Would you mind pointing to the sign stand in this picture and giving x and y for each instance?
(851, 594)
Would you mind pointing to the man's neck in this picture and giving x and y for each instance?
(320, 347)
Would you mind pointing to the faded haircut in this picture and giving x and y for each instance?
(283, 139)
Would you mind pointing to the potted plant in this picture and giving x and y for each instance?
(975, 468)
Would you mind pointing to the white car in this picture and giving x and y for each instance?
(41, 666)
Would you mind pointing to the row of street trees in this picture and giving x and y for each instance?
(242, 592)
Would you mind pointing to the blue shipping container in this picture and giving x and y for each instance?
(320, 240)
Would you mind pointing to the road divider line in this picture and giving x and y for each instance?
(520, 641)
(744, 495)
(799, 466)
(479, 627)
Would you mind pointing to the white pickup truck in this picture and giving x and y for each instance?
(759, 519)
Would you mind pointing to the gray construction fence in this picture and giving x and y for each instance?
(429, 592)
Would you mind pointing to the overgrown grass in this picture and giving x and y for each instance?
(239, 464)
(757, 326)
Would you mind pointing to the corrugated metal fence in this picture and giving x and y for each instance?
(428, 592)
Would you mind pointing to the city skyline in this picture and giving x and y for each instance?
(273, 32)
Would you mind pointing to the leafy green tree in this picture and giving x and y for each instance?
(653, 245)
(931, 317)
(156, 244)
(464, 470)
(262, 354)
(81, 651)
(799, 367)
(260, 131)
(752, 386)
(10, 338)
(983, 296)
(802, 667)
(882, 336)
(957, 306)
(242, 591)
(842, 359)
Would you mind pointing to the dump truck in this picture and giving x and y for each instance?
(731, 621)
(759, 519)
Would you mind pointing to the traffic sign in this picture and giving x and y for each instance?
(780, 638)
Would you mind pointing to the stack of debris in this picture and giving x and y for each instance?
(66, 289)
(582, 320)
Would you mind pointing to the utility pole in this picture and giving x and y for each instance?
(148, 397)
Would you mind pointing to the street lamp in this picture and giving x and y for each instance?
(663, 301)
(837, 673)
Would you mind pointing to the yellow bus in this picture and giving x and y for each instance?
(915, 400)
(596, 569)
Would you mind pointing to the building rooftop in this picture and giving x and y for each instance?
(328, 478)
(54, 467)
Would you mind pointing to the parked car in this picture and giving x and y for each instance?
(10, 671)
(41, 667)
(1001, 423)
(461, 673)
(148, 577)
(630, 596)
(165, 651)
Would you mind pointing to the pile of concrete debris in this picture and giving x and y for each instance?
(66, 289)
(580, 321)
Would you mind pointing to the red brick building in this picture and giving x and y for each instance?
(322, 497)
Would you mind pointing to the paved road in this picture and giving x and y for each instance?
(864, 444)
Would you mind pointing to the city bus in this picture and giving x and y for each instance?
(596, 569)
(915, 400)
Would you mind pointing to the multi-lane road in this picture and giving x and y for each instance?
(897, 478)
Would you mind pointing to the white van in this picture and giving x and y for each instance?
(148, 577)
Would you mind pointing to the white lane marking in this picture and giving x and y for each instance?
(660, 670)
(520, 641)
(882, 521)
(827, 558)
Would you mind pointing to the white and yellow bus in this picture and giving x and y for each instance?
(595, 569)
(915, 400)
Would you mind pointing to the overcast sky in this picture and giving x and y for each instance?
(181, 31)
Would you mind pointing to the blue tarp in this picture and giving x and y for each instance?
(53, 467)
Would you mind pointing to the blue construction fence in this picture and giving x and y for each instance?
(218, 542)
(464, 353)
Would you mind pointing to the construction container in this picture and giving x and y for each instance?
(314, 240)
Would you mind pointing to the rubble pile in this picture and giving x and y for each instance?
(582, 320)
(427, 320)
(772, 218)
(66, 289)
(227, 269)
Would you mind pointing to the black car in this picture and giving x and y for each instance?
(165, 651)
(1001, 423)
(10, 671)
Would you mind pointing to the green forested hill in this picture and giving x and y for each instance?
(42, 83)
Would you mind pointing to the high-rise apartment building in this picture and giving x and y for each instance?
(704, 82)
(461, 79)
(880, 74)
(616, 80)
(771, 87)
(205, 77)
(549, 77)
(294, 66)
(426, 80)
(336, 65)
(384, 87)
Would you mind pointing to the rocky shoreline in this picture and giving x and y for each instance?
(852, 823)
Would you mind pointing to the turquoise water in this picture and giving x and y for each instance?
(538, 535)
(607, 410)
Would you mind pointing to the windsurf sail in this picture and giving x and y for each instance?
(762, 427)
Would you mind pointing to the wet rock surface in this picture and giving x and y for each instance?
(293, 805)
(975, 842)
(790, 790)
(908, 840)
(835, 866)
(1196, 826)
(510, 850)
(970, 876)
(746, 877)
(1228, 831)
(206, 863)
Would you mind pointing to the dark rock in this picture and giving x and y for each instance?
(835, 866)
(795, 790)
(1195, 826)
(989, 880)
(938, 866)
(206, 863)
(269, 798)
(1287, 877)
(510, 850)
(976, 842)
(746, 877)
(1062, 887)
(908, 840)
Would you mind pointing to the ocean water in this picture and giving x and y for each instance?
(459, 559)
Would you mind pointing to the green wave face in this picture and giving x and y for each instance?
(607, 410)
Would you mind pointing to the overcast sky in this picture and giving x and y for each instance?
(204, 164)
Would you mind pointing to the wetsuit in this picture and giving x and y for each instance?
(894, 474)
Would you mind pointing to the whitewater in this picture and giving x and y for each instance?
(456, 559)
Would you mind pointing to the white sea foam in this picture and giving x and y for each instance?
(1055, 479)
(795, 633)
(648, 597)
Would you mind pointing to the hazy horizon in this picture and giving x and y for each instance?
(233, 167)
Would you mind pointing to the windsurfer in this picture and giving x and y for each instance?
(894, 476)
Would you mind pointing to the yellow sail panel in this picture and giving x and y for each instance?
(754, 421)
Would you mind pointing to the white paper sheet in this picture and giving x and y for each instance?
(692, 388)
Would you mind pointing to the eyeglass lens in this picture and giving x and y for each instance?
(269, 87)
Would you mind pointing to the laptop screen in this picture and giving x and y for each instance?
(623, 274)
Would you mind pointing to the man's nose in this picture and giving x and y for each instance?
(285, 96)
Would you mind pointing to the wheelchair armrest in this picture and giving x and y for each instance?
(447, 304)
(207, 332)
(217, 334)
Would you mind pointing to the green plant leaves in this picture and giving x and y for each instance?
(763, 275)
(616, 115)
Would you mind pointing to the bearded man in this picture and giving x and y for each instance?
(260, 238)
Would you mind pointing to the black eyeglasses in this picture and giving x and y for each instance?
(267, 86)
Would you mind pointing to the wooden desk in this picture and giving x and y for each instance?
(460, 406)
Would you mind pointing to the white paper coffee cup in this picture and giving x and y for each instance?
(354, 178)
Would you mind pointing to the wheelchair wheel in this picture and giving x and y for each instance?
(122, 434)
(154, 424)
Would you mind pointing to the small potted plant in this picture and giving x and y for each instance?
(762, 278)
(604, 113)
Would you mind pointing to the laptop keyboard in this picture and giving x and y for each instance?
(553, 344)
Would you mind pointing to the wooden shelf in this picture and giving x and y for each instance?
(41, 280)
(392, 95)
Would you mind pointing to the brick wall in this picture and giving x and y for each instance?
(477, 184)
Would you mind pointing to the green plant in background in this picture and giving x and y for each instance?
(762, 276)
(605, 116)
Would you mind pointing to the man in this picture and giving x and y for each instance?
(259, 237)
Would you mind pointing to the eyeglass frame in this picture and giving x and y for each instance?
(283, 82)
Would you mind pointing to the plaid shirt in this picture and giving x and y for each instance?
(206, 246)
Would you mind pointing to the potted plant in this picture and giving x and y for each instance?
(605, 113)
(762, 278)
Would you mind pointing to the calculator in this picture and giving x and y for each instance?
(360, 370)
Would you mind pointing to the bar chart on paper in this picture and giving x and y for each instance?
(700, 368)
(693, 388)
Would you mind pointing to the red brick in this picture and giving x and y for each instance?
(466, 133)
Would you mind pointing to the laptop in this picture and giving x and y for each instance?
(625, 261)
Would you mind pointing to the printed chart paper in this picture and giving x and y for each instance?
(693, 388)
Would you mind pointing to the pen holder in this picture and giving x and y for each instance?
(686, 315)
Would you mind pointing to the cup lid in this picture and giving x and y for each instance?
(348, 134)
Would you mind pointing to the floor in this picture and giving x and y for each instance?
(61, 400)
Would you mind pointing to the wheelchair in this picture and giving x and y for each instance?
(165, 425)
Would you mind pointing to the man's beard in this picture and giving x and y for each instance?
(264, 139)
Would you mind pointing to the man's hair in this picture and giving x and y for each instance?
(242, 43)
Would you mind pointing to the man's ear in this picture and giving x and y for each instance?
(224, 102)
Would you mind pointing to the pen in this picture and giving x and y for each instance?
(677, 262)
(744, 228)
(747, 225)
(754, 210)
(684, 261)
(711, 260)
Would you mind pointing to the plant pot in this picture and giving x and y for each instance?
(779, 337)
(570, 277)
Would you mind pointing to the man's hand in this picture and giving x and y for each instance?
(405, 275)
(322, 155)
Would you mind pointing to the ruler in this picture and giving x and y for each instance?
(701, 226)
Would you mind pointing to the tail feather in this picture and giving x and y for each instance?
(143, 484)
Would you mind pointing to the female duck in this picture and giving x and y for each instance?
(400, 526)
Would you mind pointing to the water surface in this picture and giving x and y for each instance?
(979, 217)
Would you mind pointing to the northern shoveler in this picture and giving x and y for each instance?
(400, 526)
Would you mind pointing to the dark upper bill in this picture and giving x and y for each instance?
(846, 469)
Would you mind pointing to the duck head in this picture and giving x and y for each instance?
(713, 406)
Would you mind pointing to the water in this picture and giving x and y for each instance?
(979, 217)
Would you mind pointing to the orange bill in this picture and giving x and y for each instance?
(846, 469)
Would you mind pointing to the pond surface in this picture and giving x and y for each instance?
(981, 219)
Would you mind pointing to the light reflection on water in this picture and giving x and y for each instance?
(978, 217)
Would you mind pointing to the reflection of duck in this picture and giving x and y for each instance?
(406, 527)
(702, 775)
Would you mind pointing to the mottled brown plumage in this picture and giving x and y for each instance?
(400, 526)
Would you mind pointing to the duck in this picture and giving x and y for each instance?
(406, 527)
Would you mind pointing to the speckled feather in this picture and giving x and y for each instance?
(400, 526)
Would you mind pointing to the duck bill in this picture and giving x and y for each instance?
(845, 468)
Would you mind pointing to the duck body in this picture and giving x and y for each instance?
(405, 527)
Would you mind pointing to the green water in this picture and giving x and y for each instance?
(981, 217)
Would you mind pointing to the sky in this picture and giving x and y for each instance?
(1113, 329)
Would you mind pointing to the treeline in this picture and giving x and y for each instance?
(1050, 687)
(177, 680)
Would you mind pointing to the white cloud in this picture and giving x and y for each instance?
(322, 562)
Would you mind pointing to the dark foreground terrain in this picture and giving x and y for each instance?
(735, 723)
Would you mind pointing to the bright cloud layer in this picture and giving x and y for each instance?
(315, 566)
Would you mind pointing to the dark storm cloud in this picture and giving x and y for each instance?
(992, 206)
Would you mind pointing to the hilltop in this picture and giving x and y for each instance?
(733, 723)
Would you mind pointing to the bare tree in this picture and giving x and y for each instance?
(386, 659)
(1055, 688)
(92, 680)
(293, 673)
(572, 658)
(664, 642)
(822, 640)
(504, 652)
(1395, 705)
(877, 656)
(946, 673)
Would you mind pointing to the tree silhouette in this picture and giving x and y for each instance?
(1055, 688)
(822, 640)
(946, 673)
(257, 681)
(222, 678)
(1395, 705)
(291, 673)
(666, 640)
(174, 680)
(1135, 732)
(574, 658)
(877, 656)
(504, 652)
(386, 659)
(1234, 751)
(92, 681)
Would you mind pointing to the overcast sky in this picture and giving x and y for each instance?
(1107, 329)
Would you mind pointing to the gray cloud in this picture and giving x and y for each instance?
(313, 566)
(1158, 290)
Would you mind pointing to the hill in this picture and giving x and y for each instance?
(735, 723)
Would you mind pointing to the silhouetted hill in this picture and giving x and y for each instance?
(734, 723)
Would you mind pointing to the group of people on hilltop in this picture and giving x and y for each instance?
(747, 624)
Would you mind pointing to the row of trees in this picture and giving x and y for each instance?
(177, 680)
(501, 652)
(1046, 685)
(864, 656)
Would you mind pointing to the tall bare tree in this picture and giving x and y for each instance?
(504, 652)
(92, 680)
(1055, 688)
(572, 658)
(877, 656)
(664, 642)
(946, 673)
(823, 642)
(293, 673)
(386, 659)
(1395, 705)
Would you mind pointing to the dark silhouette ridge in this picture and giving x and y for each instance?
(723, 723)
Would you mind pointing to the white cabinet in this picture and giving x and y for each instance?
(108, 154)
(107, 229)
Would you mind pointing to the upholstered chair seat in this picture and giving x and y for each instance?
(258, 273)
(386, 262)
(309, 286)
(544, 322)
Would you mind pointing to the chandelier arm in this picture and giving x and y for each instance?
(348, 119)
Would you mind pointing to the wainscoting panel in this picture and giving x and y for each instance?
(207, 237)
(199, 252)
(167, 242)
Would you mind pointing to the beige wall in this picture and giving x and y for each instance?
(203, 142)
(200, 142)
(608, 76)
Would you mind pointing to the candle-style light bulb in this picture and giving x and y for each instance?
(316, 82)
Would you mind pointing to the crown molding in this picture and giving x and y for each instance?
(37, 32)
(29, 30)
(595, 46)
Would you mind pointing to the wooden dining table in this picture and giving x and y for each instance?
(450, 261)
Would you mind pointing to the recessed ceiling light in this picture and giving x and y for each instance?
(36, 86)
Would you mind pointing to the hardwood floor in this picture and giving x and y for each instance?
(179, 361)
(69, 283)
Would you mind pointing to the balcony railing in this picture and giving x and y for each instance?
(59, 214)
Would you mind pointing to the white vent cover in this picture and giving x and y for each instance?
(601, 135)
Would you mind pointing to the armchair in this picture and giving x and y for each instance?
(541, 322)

— WHAT THE TASK REQUIRES —
Everything from the line with "Would you mind pointing to the row of trees" through the last line of the material above should be echoed exactly, and nothing else.

— SOLUTION TO THIS TASK —
Would you mind pointing to the row of trees in this picture and giving x and y for each instance?
(177, 680)
(501, 652)
(1046, 685)
(864, 656)
Would you mind pointing to the tall bare tree in this picture and giving x and y for each instance?
(504, 652)
(92, 680)
(1055, 688)
(572, 658)
(877, 656)
(664, 642)
(946, 673)
(823, 642)
(293, 673)
(386, 659)
(1395, 705)
Would you mind pointing to the dark silhouette ridge in this picture and giving x and y for each instance?
(723, 723)
Would you mind pointing to the white cabinet in this picture and giving x and y for each instance?
(108, 154)
(107, 229)
Would you mind pointing to the upholstered chair seat in this picture and giving x and y for each instance?
(258, 273)
(386, 262)
(309, 286)
(544, 322)
Would you mind pointing to the chandelier arm in this picture and giving x and y for each instance?
(348, 119)
Would you mind pointing to the wainscoting panel in this picture and giving x and y for each instance?
(207, 237)
(199, 252)
(167, 242)
Would you mind pointing to the beige wall in this picture and giving x and y for each instance?
(203, 142)
(200, 142)
(608, 76)
Would you mind pointing to the candle-style light bulb in this picture and giving x and y for each instance?
(316, 82)
Would you mind pointing to the crown molding in this picture and giving x and y for each instance?
(37, 32)
(29, 30)
(595, 46)
Would you mind pointing to the wooden dining table in this picture and giving x and y for each instance?
(450, 261)
Would you mind pointing to the recessed ceiling light in this picture and giving x and y for each instance?
(36, 86)
Would you mind pointing to the hardwood floor in this picture and giving x and y for each instance?
(179, 361)
(69, 283)
Would you mind pointing to the balcony railing in this picture and giving x and y for each instance?
(59, 214)
Would you mind pointing to the white vent cover in this picture and giving x and y for each instance?
(601, 135)
Would you mind pointing to the armchair in this picture and giving x and y for each instance?
(541, 322)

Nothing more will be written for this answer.